■ Sezione del documento ■
........

Il governo danese sta portando avanti un piano controverso per affittare 300 posti letto nel carcere di Gnjilane, in Kosovo, dove saranno trasferiti gli stranieri colpiti da un ordine di espulsione.
Per 200 milioni di euro, la Danimarca – uno dei paesi più ricchi in Europa – ha concordato il trasferimento in Kosovo – uno dei più poveri – di 300 persone di origini straniere condannate all’espulsione. Il piano rientra nei tentativi del paese per ridurre il sovraffolamento nelle carceri e contrastare la mancanza di personale. A scontare la propria pena in Kosovo, a più di duemila chilometri di distanza, saranno gli immigrati colpevoli di aver commesso dei crimini in Danimarca e che verranno poi rimpatriati nel paese d’origine.
Il precedente piano danese per il trasferimento dei richiedenti asilo in Ruanda ha invece fatto la stessa fine di quello promosso dal precedente governo britannico: entrambi sono stati accantonati. La differenza fondamentale è che l’attuale accordo tra Danimarca e Kosovo riguarda i richiedenti asilo che hanno già ricevuto un “ordine di espulsione”. Al momento non è ancora chiaro come reagirà Bruxelles.
Sebbene ci sia una differenza tra lo status giuridico di un richiedente asilo destinatario di un normale ordine di espulsione e quello di un richiedente asilo condannato all'espulsione per aver commesso un reato, per esempio un furto, il processo politico che ha portato all’accordo con il Kosovo rivela alcune delle difficoltà in cui i governi potrebbero incorrere quando cercano di stringere patti con paesi non appartenenti all'Ue.

........

■ Dati mostrati ■
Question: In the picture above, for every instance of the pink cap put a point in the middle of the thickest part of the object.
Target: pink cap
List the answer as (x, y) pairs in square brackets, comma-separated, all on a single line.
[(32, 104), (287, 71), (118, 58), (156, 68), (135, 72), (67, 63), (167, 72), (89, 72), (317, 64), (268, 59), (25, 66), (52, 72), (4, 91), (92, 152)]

........

Prosegui il testo sull'accordo carcerario tra Danimarca e Kosovo, ripartendo dopo la sua ultima frase. L'elenco non serve.

Un piano segreto escogitato nel 2021
Sebbene il progetto danese per l’esternalizzazione dei servizi penitenziari sia in corso dal 2021, la stampa straniera ha iniziato ad occuparsene solo recentemente. La firma, a febbraio 2025, di un nuovo accordo di cooperazione tra il ministero della giustizia danese e il governo kosovaro, volto al trasferimento degli immigrati nel carcere di Gnjilane, ha rappresentato un passo decisivo verso la concreta attuazione del piano.
Il piano danese per l’affitto di 300 posti in un carcere poco distante da Pristina, la capitale del Kosovo, è stato rinviato più volte negli ultimi quattro anni. Il progetto ha inoltre ricevuto numerose critiche, in particolare per il timore che i detenuti possano essere maggiormente esposti al rischio di tortura, pratica che, secondo le Nazioni Unite e il Consiglio d’Europa, è molto diffusa nel sistema penitenziario kosovaro.
I critici del progetto lo considerano non solo eccessivamente costoso, ma anche disumano, e temono che gli stranieri potrebbero diventare facilmente vittime di abusi e discriminazioni.
Secondo alcuni professori di diritto, l’ambiguità dell’accordo stesso non esclude la possibilità che anche i cittadini danesi possano essere trasferiti in Kosovo per scontare la propria pena. Il patto prevede che “la detenzione avverrà conformemente alla legge danese e agli obblighi internazionali della Danimarca” e avrà una durata iniziale di cinque anni, con possibilità di proroga per altri cinque. In cambio, il Kosovo riceverà un compenso annuale di 15 milioni di euro, a cui si aggiungono ulteriori 5 milioni destinati a lavori di ristrutturazione del carcere per renderlo conforme alle normative danesi.
Appena 24 ore dopo la pubblicazione del testo dell’accordo, il governo danese ha proclamato il proprio impegno “a favore dello sviluppo [del Kosovo] in materia di transizione ecologica e diritti umani” attraverso il versamento di un contributo annuale di 45 milioni di corone danesi (circa 6 milioni di euro) provenienti dal bilancio danese per gli aiuti esteri. Il governo ha negato l’esistenza di una correlazione tra i due accordi.
“In Kosovo le carceri sono già sovraffollate”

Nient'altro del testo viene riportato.